All of the data that follows should be retyped exactly as it appears.

====== INPUT DATA ======

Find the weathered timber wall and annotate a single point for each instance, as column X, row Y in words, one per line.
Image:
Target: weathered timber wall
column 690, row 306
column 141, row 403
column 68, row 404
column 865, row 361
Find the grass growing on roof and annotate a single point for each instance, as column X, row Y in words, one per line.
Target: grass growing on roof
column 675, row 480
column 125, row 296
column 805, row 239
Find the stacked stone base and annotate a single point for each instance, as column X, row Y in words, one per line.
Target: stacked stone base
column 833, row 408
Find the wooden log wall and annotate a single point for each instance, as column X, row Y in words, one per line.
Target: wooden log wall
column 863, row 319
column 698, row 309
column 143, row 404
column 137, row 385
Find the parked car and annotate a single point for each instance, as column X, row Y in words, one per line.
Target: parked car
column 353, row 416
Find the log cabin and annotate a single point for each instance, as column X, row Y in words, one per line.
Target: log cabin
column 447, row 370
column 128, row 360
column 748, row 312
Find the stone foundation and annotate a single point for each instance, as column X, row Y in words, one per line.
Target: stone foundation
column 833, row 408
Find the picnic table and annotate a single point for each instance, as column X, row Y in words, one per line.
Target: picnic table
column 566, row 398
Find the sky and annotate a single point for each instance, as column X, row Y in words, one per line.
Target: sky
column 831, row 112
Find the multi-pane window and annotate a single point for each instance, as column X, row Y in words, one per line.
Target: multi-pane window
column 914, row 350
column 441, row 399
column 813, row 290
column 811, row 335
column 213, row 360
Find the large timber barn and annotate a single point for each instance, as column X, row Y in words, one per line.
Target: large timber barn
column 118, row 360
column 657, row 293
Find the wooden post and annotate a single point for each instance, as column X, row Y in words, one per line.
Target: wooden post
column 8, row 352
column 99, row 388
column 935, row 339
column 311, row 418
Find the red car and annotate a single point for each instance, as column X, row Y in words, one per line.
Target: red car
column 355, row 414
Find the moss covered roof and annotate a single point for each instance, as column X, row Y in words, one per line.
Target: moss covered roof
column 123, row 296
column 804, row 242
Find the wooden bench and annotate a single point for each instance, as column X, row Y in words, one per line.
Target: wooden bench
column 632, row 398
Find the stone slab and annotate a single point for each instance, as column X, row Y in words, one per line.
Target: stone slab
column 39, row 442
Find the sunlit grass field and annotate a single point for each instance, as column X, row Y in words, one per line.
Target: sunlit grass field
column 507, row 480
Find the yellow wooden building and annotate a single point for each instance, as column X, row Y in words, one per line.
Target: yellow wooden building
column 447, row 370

======

▸ RESULT OF THIS EXERCISE
Find the weathered timber wall and annotate a single point for each instance, as column X, row Y in words, one per line.
Image:
Target: weathered timber wall
column 690, row 306
column 141, row 403
column 68, row 404
column 865, row 361
Find the grass growing on roof and annotate a single point for each instance, as column X, row Y in words, one per line.
Target: grass growing on roof
column 675, row 480
column 125, row 296
column 805, row 239
Find the stacked stone base and annotate a single point for each instance, as column X, row Y in words, one per line.
Target: stacked stone base
column 833, row 408
Find the wooden log wall and annotate a single point for each instance, as column X, row Y in words, one per line.
Target: wooden log wall
column 863, row 319
column 698, row 309
column 143, row 404
column 137, row 385
Find the parked car and annotate a single point for each instance, as column X, row Y in words, one per line.
Target: parked car
column 353, row 416
Find the log cabin and annotate a single point for each instance, as column X, row Y in words, one per line.
Target: log cabin
column 447, row 370
column 128, row 360
column 748, row 312
Find the stone foundation and annotate a single point for each instance, as column X, row Y in words, one per line.
Target: stone foundation
column 833, row 408
Find the picnic table and annotate a single point for each instance, as column X, row Y in words, one per line.
Target: picnic table
column 566, row 398
Find the sky and annotate a single point for each instance, as column X, row Y in words, one per line.
Target: sky
column 831, row 112
Find the multi-pane window and annotate a single point for each instance, as column X, row Y in words, one per line.
Target: multi-pane window
column 914, row 350
column 441, row 399
column 813, row 290
column 811, row 335
column 213, row 360
Find the large timber barn and annotate a single point for each instance, as column X, row Y in words, one per line.
Target: large timber barn
column 118, row 360
column 657, row 293
Find the wooden post and annotate a single point for each instance, as column X, row Y in words, one per line.
Target: wooden post
column 8, row 352
column 99, row 388
column 935, row 339
column 311, row 418
Find the red car and annotate a single point for each instance, as column X, row Y in words, one per line.
Target: red car
column 355, row 414
Find the moss covered roof and annotate a single point for each instance, as column X, row Y in words, one per line.
Target: moss covered roof
column 123, row 296
column 804, row 242
Find the wooden bench and annotate a single point for each instance, as column X, row Y in words, one per line.
Target: wooden bench
column 632, row 398
Find the stone slab and annotate a single point for each instance, as column X, row Y in words, one per line.
Target: stone slab
column 39, row 442
Find the sunlit grass field and annotate a single point for each instance, as column X, row Y in words, one per line.
Target: sunlit grass field
column 507, row 480
Find the yellow wooden building and annotate a single point for each instance, as column X, row Y in words, one per line.
Target: yellow wooden building
column 447, row 370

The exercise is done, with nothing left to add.